#### Description of the task:
Render every line of the rows below as a JSON list of strings, one string per line, skipping blank lines. Leave the pictures out of the list.

------------------------------------------------------------

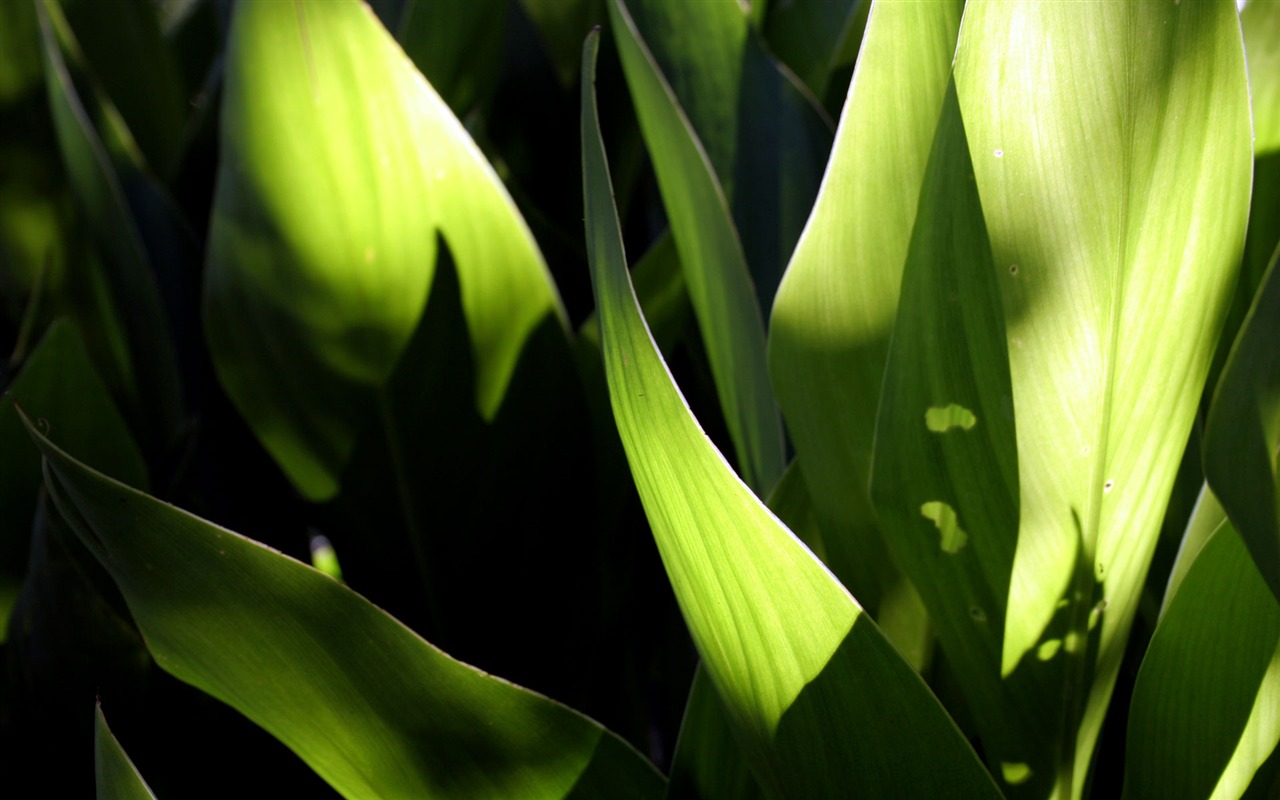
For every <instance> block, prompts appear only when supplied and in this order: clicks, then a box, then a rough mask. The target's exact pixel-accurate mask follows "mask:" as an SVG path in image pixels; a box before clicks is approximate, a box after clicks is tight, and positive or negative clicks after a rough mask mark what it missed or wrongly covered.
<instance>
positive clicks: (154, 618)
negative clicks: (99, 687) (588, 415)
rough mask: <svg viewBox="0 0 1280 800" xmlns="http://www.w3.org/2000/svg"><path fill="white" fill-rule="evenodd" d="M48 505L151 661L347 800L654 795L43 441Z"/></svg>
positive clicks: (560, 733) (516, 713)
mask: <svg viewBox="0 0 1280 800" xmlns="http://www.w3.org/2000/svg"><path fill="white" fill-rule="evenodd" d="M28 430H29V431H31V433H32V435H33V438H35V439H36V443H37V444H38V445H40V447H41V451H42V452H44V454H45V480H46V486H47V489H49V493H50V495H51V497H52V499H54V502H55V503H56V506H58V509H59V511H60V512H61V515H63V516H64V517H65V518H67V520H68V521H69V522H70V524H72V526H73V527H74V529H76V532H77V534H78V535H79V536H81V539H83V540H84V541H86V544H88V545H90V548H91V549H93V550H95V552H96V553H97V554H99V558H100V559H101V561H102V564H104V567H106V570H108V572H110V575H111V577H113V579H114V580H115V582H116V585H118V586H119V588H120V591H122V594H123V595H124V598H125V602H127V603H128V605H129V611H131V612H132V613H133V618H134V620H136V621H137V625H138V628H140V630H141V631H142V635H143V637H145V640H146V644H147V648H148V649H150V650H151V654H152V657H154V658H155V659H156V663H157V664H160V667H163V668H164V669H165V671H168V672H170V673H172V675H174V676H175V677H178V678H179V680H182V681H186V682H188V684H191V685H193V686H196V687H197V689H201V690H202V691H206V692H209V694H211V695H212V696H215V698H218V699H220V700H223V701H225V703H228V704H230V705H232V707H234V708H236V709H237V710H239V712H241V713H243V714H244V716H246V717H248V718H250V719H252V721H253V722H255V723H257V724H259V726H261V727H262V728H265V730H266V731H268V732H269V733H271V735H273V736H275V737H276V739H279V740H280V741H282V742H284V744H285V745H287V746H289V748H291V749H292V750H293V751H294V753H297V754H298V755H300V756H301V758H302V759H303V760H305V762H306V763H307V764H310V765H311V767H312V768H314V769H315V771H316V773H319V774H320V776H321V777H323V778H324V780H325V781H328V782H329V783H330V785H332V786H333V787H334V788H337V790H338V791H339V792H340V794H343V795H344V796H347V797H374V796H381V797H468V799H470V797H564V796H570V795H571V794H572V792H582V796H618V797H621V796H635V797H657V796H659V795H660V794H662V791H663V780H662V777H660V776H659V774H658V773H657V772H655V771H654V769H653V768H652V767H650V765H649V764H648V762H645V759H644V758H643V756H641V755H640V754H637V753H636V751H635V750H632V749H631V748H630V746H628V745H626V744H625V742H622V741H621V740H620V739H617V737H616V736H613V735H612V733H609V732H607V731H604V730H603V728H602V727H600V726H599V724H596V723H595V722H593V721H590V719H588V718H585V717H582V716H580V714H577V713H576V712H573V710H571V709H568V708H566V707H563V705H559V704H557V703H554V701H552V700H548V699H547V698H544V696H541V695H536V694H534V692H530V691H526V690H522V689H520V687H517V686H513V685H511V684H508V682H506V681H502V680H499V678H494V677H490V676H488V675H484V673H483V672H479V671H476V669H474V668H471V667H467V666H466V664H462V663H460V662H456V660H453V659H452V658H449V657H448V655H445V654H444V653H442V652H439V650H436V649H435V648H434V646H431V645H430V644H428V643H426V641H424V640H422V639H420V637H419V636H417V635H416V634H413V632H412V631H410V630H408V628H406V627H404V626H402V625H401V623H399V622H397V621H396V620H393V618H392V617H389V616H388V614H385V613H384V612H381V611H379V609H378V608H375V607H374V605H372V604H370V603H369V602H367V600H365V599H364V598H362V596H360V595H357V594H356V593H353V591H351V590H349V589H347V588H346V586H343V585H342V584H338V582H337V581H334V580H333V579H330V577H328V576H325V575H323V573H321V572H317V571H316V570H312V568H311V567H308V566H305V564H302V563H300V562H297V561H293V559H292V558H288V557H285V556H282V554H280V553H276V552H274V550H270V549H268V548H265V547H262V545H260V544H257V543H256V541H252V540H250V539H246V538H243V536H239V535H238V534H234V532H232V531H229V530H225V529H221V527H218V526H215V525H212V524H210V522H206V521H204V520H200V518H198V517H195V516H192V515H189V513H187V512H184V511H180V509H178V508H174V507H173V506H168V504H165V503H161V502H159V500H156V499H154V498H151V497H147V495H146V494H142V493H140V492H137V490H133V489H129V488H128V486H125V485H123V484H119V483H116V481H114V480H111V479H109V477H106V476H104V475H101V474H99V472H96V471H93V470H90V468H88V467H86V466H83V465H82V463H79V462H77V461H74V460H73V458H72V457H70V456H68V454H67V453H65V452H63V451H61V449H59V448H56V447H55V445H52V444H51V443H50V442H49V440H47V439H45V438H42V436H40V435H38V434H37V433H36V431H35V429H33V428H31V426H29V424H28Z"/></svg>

------------------------------------------------------------

#### Response box:
[
  "For every <instance> block, prompts appear only when supplied and in this order: clicks, then a box, then a rough mask. The target's exact pixel-accurate mask follows \"mask:\" as an SVG path in image pixels; a box before clicks is approximate, a box after clicks is tight, and positive or negative clicks after a rough mask mark what it missed or wrongly covered.",
  "<instance>",
  "positive clicks: (154, 618)",
  "negative clicks: (99, 687) (588, 415)",
  "rough mask: <svg viewBox=\"0 0 1280 800\" xmlns=\"http://www.w3.org/2000/svg\"><path fill=\"white\" fill-rule=\"evenodd\" d=\"M48 505L151 661L347 800L654 795L43 441Z\"/></svg>",
  "positive clicks: (560, 733) (516, 713)",
  "mask: <svg viewBox=\"0 0 1280 800\" xmlns=\"http://www.w3.org/2000/svg\"><path fill=\"white\" fill-rule=\"evenodd\" d=\"M28 430H29V431H31V433H32V435H33V438H35V439H36V443H37V444H38V445H40V447H41V451H42V452H44V454H45V480H46V486H47V489H49V493H50V495H51V497H52V499H54V502H55V503H56V506H58V509H59V511H60V512H61V515H63V516H64V517H65V518H67V520H68V521H69V522H70V524H72V526H73V527H74V529H76V532H77V534H78V535H79V536H81V539H83V540H84V541H86V544H88V545H90V548H91V549H93V550H95V552H96V553H97V554H99V558H100V559H101V561H102V564H104V567H106V570H108V572H110V575H111V577H113V579H114V580H115V582H116V585H118V586H119V588H120V591H122V594H123V595H124V598H125V602H127V603H128V605H129V611H131V612H132V613H133V618H134V620H136V621H137V625H138V628H140V630H141V631H142V635H143V637H145V640H146V644H147V648H148V649H150V650H151V654H152V657H154V658H155V659H156V663H157V664H160V667H163V668H164V669H165V671H168V672H170V673H172V675H174V676H175V677H178V678H179V680H182V681H186V682H188V684H191V685H193V686H196V687H197V689H201V690H202V691H206V692H209V694H211V695H212V696H215V698H218V699H220V700H223V701H225V703H228V704H230V705H232V707H234V708H236V709H237V710H239V712H241V713H243V714H244V716H246V717H248V718H250V719H252V721H253V722H255V723H257V724H259V726H261V727H262V728H265V730H266V731H268V732H269V733H271V735H273V736H275V737H276V739H279V740H280V741H282V742H284V744H285V745H287V746H289V748H291V749H292V750H293V751H294V753H297V754H298V755H300V756H301V758H302V759H303V760H305V762H306V763H307V764H310V765H311V767H312V768H314V769H315V771H316V773H319V774H320V776H321V777H323V778H324V780H325V781H328V782H329V783H330V785H332V786H333V787H334V788H337V790H338V791H339V792H340V794H343V795H344V796H347V797H374V796H381V797H468V799H470V797H564V796H570V795H571V794H572V792H582V796H618V797H621V796H635V797H657V796H659V795H660V794H662V791H663V780H662V777H660V776H659V774H658V773H657V772H655V771H654V769H653V768H652V767H650V765H649V764H648V762H645V759H644V758H643V756H641V755H640V754H637V753H636V751H635V750H632V749H631V748H630V746H628V745H626V744H625V742H622V741H621V740H620V739H617V737H616V736H613V735H612V733H609V732H607V731H604V730H603V728H602V727H600V726H599V724H596V723H595V722H593V721H590V719H588V718H585V717H582V716H580V714H577V713H576V712H573V710H571V709H568V708H566V707H563V705H559V704H557V703H554V701H552V700H548V699H547V698H544V696H541V695H536V694H534V692H530V691H526V690H522V689H520V687H517V686H513V685H511V684H508V682H506V681H502V680H499V678H494V677H490V676H488V675H484V673H483V672H479V671H476V669H474V668H471V667H467V666H466V664H462V663H460V662H456V660H453V659H452V658H449V657H448V655H445V654H444V653H442V652H439V650H436V649H435V648H434V646H431V645H430V644H428V643H426V641H424V640H422V639H420V637H419V636H417V635H416V634H413V632H412V631H410V630H408V628H406V627H404V626H402V625H401V623H399V622H397V621H396V620H393V618H392V617H389V616H388V614H385V613H384V612H381V611H379V609H378V608H375V607H374V605H372V604H370V603H369V602H367V600H365V599H364V598H362V596H360V595H357V594H356V593H353V591H351V590H349V589H347V588H346V586H343V585H342V584H338V582H337V581H334V580H333V579H330V577H328V576H325V575H323V573H321V572H317V571H316V570H312V568H311V567H308V566H305V564H302V563H300V562H297V561H293V559H292V558H288V557H285V556H282V554H280V553H276V552H274V550H270V549H268V548H265V547H262V545H260V544H257V543H256V541H252V540H250V539H246V538H243V536H239V535H238V534H234V532H232V531H229V530H225V529H221V527H218V526H215V525H212V524H210V522H206V521H204V520H200V518H198V517H195V516H192V515H189V513H187V512H184V511H180V509H178V508H174V507H173V506H168V504H165V503H161V502H159V500H156V499H154V498H151V497H147V495H146V494H142V493H140V492H137V490H133V489H129V488H128V486H125V485H123V484H119V483H116V481H114V480H111V479H109V477H106V476H104V475H101V474H99V472H96V471H93V470H90V468H88V467H86V466H83V465H82V463H79V462H77V461H74V460H73V458H72V457H70V456H68V454H67V453H65V452H63V451H61V449H59V448H56V447H55V445H52V444H51V443H50V442H49V440H47V439H45V438H42V436H40V435H38V434H37V433H36V431H35V429H33V428H31V426H29V424H28Z\"/></svg>"
]